**WHAT THIS TASK INVOLVES:**
Output the entries from the very first one through the line containing "[[124, 721], [415, 375], [418, 513], [210, 571], [207, 699]]", inclusive, as a two-column CSV with the header instruction,points. Give one row per entry, with its text and its answer each in a single quoted field, line breaks replaced by spaces, and leave out the pictures.

**DATA FOR THIS EXERCISE:**
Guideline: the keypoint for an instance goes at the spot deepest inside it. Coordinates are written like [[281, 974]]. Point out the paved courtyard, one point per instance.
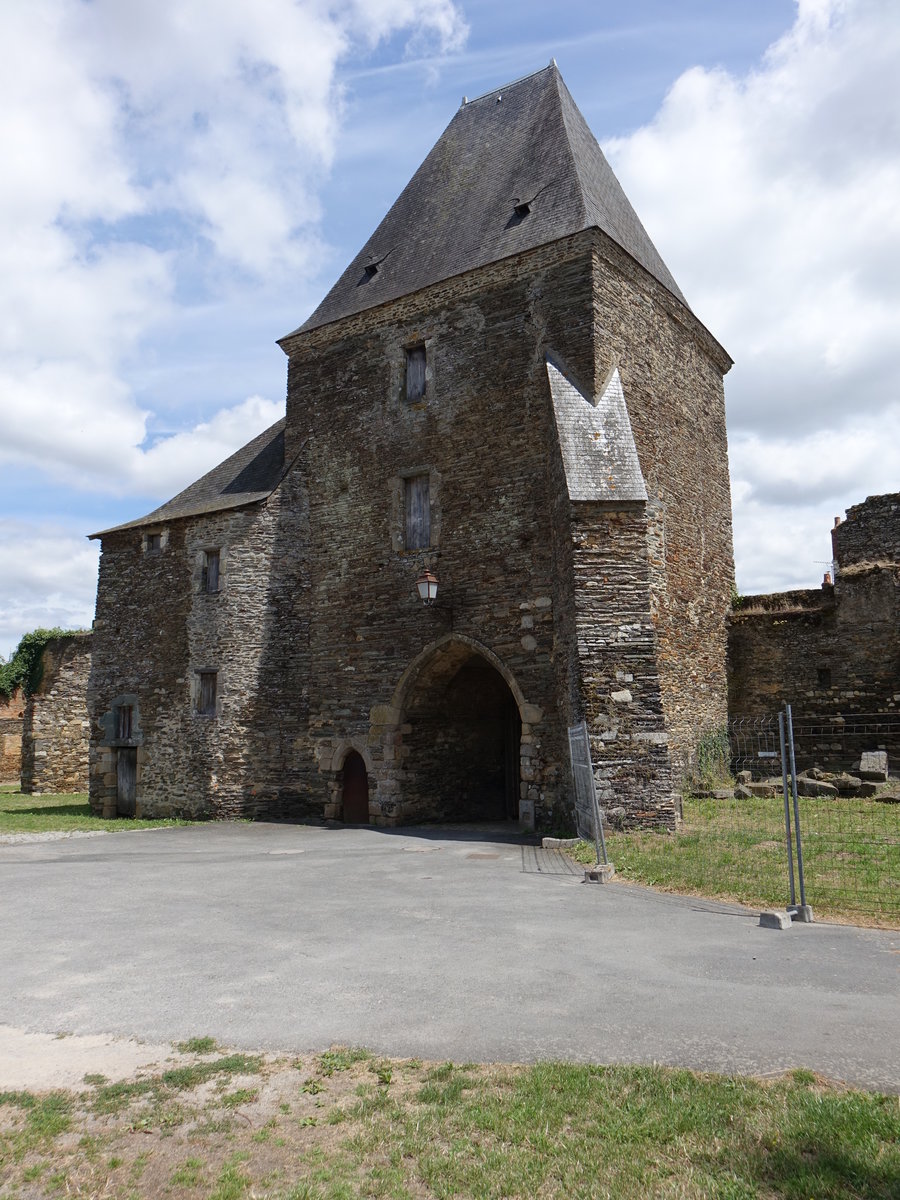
[[432, 943]]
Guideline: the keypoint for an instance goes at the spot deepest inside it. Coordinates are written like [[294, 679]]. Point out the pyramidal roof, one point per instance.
[[523, 144]]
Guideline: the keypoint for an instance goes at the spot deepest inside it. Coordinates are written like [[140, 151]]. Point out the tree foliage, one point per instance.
[[25, 666]]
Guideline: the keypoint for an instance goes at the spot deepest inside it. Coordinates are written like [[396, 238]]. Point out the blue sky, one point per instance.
[[186, 178]]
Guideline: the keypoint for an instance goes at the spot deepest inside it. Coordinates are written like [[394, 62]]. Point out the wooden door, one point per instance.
[[511, 749], [126, 772], [355, 790]]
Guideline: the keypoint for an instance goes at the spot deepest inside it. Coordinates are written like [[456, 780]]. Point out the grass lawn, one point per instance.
[[47, 814], [347, 1125], [736, 850]]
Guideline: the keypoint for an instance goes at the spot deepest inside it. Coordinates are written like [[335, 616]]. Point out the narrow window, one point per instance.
[[124, 721], [415, 375], [418, 513], [210, 571], [207, 699]]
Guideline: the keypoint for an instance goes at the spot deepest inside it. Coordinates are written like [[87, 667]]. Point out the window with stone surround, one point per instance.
[[417, 508], [414, 382], [209, 577], [124, 721], [207, 693]]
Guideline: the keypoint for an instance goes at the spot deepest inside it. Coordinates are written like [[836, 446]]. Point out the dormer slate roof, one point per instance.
[[526, 142], [249, 475]]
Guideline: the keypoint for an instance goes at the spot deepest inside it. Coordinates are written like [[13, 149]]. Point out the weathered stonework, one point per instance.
[[552, 605], [55, 733], [12, 714], [832, 651]]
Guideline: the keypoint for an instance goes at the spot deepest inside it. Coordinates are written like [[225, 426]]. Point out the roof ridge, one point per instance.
[[505, 87]]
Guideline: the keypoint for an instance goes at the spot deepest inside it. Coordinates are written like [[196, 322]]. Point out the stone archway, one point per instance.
[[460, 714]]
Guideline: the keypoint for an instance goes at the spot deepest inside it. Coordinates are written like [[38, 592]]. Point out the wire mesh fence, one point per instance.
[[742, 841]]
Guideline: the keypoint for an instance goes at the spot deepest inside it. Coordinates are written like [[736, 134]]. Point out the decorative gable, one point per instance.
[[599, 454]]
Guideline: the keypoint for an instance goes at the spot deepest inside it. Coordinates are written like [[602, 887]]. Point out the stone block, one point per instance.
[[807, 786], [874, 766], [532, 714], [600, 873], [775, 918]]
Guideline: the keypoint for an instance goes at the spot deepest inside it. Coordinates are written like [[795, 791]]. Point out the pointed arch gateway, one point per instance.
[[461, 742]]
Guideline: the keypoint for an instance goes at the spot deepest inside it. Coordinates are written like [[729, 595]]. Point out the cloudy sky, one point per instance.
[[184, 179]]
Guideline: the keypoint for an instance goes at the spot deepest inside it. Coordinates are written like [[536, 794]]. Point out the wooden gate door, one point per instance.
[[355, 790], [126, 772], [511, 749]]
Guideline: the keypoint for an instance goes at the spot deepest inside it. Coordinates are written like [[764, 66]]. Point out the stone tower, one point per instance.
[[505, 389]]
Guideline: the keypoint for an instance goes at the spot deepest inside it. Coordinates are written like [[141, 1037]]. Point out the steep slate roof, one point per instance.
[[251, 474], [523, 142], [599, 453]]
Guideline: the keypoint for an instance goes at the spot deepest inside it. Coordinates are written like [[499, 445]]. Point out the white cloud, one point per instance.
[[151, 148], [49, 580], [773, 198]]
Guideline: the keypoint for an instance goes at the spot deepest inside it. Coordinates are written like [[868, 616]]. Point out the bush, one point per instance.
[[25, 667]]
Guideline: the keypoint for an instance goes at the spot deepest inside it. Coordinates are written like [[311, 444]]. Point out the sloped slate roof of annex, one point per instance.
[[251, 474], [526, 142]]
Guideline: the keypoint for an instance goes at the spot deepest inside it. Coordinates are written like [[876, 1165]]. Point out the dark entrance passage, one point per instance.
[[126, 771], [354, 797], [462, 754]]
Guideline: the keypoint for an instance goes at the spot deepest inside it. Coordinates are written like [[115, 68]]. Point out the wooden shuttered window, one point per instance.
[[207, 697], [210, 571], [124, 721], [415, 375], [418, 513]]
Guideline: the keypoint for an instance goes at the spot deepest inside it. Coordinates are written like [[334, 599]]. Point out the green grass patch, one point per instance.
[[736, 850], [341, 1059], [197, 1045], [63, 814]]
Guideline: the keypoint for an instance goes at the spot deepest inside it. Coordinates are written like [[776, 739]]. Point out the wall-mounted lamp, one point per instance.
[[427, 587]]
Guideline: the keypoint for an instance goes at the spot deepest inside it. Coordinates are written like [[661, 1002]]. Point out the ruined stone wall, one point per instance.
[[157, 629], [55, 732], [870, 533], [12, 713], [829, 653], [672, 372]]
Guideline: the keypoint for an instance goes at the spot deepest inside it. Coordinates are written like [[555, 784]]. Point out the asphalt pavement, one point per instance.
[[435, 943]]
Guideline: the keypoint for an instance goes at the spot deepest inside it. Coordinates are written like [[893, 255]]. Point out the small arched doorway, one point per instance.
[[461, 754], [354, 790]]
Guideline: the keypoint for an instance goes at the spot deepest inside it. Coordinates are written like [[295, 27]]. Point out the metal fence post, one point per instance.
[[789, 723], [787, 805]]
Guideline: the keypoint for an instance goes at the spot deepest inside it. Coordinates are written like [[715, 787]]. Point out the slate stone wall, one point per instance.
[[870, 532], [12, 713], [55, 732], [834, 652], [672, 377], [156, 630], [561, 610]]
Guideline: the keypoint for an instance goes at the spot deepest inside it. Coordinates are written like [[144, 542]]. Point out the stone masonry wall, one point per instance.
[[870, 533], [618, 653], [484, 433], [672, 377], [12, 713], [831, 653], [156, 630], [55, 730]]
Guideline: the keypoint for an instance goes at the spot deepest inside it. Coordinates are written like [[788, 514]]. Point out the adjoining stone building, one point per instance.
[[55, 733], [12, 715], [831, 652], [505, 389]]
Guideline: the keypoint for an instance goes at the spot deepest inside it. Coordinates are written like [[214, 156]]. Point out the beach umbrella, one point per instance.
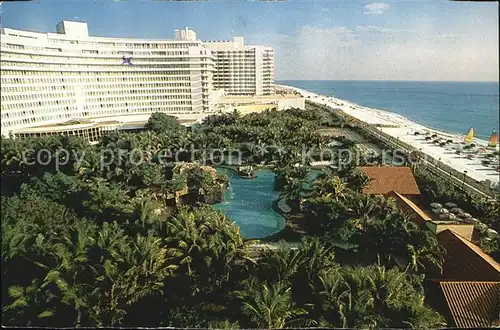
[[492, 232], [436, 205]]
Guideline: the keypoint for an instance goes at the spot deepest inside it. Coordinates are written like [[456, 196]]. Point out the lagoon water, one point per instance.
[[448, 106], [249, 203]]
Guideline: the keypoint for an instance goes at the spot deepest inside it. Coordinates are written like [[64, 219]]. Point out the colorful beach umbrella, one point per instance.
[[470, 136]]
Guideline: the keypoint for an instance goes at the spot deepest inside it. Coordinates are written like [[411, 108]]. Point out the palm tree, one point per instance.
[[270, 305]]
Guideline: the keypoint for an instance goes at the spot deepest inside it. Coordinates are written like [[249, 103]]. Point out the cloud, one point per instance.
[[383, 53], [376, 8]]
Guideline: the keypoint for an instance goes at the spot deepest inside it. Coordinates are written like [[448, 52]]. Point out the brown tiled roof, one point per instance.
[[466, 261], [413, 206], [384, 179], [472, 304]]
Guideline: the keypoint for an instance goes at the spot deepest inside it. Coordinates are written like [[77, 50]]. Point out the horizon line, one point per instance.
[[393, 80]]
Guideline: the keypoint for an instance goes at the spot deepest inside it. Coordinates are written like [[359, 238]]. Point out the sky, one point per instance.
[[419, 40]]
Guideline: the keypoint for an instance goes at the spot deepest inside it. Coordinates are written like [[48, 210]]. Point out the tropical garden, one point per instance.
[[101, 235]]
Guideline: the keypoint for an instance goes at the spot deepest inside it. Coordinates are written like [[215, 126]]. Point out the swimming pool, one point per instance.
[[249, 203]]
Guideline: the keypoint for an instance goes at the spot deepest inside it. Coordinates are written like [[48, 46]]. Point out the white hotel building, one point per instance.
[[101, 83], [242, 69]]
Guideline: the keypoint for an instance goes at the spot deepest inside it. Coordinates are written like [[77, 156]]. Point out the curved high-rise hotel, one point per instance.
[[52, 78]]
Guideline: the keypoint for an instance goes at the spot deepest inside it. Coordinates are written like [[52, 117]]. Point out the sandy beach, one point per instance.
[[405, 129]]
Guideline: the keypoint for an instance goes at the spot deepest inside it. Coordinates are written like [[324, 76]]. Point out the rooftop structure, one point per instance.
[[242, 69], [385, 179]]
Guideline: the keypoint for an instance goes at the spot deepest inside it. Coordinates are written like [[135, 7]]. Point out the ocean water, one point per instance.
[[453, 107]]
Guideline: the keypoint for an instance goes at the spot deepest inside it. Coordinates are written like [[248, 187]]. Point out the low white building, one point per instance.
[[54, 77]]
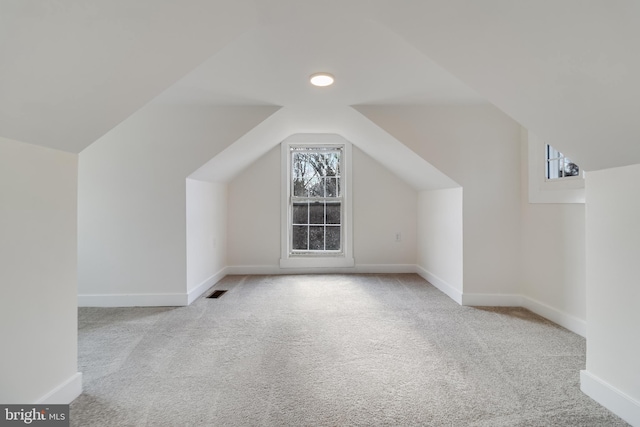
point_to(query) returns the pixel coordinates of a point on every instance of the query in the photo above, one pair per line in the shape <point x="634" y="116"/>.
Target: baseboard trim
<point x="442" y="285"/>
<point x="65" y="393"/>
<point x="492" y="300"/>
<point x="132" y="300"/>
<point x="563" y="319"/>
<point x="358" y="269"/>
<point x="196" y="292"/>
<point x="610" y="397"/>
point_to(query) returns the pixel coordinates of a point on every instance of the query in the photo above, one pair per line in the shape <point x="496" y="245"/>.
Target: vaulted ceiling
<point x="72" y="70"/>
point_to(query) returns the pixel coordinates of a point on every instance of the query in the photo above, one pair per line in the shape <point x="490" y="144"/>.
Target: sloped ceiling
<point x="566" y="70"/>
<point x="344" y="121"/>
<point x="72" y="70"/>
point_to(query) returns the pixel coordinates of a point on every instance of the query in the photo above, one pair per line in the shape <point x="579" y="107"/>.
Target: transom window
<point x="559" y="166"/>
<point x="316" y="201"/>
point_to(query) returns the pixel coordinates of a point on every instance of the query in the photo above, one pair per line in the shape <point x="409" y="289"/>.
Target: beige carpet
<point x="331" y="350"/>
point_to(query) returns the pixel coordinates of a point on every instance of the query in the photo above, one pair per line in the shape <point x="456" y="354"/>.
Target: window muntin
<point x="558" y="166"/>
<point x="316" y="205"/>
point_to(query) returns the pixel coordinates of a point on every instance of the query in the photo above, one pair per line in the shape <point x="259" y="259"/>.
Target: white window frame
<point x="543" y="190"/>
<point x="320" y="259"/>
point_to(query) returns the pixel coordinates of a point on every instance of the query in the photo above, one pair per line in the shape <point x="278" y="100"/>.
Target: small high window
<point x="558" y="166"/>
<point x="316" y="200"/>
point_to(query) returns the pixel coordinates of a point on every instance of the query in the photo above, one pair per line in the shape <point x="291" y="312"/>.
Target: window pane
<point x="299" y="188"/>
<point x="300" y="213"/>
<point x="554" y="169"/>
<point x="333" y="213"/>
<point x="332" y="187"/>
<point x="333" y="238"/>
<point x="315" y="186"/>
<point x="300" y="237"/>
<point x="316" y="213"/>
<point x="316" y="238"/>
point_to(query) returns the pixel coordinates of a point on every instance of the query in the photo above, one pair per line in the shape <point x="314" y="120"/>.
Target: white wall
<point x="382" y="205"/>
<point x="440" y="238"/>
<point x="38" y="249"/>
<point x="206" y="234"/>
<point x="553" y="256"/>
<point x="613" y="290"/>
<point x="132" y="195"/>
<point x="478" y="146"/>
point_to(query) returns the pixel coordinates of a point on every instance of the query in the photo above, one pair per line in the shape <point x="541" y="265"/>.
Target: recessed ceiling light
<point x="321" y="79"/>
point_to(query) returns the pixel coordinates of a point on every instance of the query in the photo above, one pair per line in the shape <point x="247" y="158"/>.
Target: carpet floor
<point x="329" y="350"/>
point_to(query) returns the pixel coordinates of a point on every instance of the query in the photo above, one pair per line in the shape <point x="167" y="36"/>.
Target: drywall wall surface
<point x="254" y="213"/>
<point x="132" y="196"/>
<point x="613" y="292"/>
<point x="38" y="282"/>
<point x="553" y="251"/>
<point x="384" y="214"/>
<point x="383" y="205"/>
<point x="440" y="239"/>
<point x="206" y="231"/>
<point x="478" y="146"/>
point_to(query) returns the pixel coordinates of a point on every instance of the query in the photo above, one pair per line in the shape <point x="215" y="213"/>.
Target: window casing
<point x="316" y="205"/>
<point x="315" y="200"/>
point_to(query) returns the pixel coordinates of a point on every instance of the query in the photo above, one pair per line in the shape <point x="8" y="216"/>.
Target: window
<point x="559" y="166"/>
<point x="316" y="200"/>
<point x="316" y="207"/>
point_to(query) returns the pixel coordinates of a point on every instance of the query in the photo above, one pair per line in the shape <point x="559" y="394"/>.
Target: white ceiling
<point x="72" y="70"/>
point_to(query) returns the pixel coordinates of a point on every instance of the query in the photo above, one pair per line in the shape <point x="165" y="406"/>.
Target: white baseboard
<point x="492" y="300"/>
<point x="132" y="300"/>
<point x="442" y="285"/>
<point x="196" y="292"/>
<point x="563" y="319"/>
<point x="65" y="393"/>
<point x="358" y="268"/>
<point x="611" y="398"/>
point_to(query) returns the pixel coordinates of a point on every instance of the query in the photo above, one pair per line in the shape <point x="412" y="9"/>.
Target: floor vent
<point x="216" y="294"/>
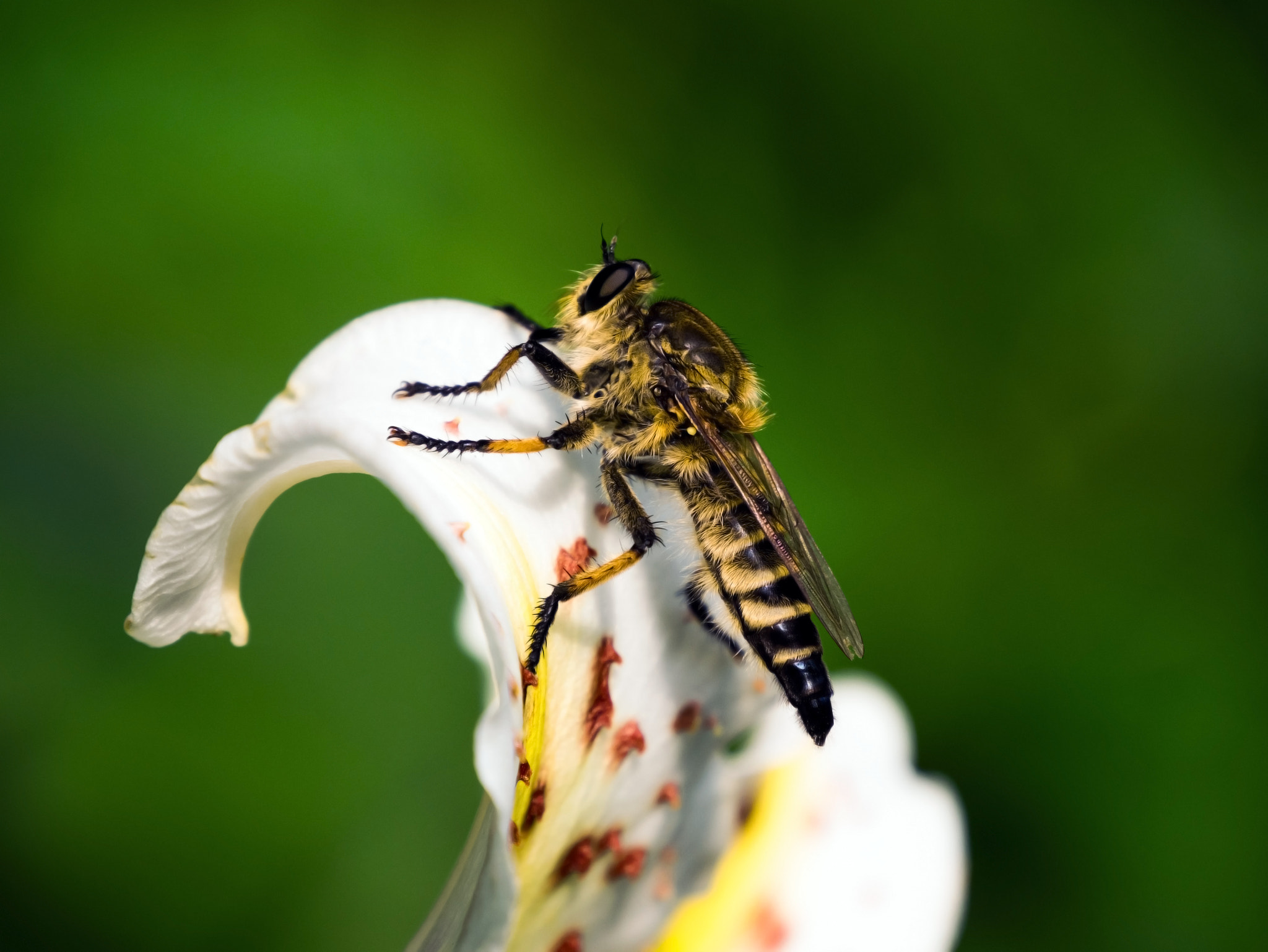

**REPLY:**
instruction,points
"Guideline: the keypoint for an instance goes at the spot deepest inside it. Coordinates are written like [[281, 974]]. Point out the paved courtyard, one point per instance.","[[432, 943]]"
"Guideline: the keypoint for an instance goes at the spot deepest inside it. Coordinates are written like [[294, 679]]. Point out the pyramidal roof, one point per instance.","[[523, 144]]"
"Guideline: the keypoint for an instance goes at the spot deepest inside it. Coordinates are written like [[140, 151]]. Point out the tree foliage, one point per instance.","[[25, 666]]"
"Guideline: the keypoint for an instance goes at the spot deepest inside it. Coordinates are written like [[396, 238]]. Point out the blue sky, one point per instance.","[[186, 178]]"
"Guideline: the keypoint for an instance goes at the spot deepest inside it. Coordinates are written like [[394, 62]]. Point out the wooden door, one point per instance.","[[511, 749], [126, 772], [355, 790]]"
"Guideline: the keypoint for an instance goes at the spot deepest inside it. Coordinates are written like [[456, 780]]. Point out the grass lawn, one point per instance.","[[47, 814], [347, 1125], [736, 850]]"
"Guideline: the keypoint for an instance goes at the spot deepest inside it. Coordinates are written like [[335, 616]]. Point out the narrow window, one point per instance.","[[124, 721], [415, 375], [418, 513], [210, 571], [207, 699]]"